Material provided:
################

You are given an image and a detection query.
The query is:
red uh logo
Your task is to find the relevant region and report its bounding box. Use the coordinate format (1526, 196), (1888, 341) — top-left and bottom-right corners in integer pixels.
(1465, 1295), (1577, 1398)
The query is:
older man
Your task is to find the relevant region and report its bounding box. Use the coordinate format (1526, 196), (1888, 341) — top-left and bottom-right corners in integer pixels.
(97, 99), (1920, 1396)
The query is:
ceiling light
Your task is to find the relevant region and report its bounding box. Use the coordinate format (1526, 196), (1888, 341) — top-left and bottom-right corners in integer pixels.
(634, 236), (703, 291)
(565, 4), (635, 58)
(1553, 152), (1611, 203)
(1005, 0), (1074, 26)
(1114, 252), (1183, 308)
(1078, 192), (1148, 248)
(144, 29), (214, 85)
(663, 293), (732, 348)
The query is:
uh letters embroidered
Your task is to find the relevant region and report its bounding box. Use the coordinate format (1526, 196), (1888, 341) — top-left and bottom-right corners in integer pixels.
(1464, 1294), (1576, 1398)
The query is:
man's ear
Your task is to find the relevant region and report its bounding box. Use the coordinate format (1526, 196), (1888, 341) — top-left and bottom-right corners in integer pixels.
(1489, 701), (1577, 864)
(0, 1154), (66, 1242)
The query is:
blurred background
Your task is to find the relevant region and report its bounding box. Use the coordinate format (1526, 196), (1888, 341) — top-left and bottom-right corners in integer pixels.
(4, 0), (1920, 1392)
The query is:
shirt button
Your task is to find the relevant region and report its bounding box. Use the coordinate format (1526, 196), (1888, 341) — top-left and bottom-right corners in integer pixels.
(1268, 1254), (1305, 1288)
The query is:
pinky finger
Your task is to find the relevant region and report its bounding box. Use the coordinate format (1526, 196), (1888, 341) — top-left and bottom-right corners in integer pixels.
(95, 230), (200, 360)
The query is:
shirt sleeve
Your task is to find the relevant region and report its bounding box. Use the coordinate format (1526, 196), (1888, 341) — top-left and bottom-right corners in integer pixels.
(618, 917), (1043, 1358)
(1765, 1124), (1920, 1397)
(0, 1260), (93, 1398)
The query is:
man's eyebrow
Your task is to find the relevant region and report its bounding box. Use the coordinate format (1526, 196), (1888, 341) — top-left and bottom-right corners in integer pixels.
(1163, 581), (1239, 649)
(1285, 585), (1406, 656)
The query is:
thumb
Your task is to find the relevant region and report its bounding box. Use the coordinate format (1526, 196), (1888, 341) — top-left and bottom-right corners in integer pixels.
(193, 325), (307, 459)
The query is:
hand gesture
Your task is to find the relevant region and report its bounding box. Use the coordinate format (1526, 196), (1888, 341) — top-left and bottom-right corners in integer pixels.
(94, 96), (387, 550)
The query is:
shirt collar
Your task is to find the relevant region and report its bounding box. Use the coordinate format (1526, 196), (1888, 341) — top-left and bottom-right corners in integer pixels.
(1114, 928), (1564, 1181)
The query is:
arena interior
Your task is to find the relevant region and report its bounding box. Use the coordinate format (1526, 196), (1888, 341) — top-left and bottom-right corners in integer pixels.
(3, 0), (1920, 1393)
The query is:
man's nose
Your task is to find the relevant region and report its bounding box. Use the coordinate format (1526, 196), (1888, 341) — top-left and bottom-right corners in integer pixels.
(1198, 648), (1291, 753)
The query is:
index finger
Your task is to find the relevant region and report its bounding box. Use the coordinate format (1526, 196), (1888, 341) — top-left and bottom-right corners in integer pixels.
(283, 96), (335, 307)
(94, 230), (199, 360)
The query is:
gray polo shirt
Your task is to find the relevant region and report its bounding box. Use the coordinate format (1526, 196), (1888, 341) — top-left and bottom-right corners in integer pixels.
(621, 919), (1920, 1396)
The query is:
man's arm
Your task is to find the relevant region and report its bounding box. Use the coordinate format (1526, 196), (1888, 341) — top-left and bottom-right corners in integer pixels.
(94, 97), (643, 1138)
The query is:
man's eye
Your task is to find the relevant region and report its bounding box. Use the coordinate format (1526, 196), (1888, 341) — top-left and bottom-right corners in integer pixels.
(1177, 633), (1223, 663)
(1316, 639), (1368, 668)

################

Work item: Exact lines only, please: output the listing from the first line to the line with "red uh logo", both included.

Exercise response:
You are given an image and a detection query.
The query is:
red uh logo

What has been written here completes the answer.